● WHAT IS REQUIRED: Scan the following material for the string "trimmed" and copy each line in which it appears.

[Start of section]

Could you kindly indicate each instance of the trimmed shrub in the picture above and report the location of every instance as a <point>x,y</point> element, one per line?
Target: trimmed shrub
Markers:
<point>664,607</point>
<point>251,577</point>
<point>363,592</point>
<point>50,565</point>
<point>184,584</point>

[End of section]

● OUTPUT FOR THIS TASK:
Could you kindly indicate each instance of the trimmed shrub in the picture above and report the location of every instance as a <point>x,y</point> element, one per line?
Target: trimmed shrub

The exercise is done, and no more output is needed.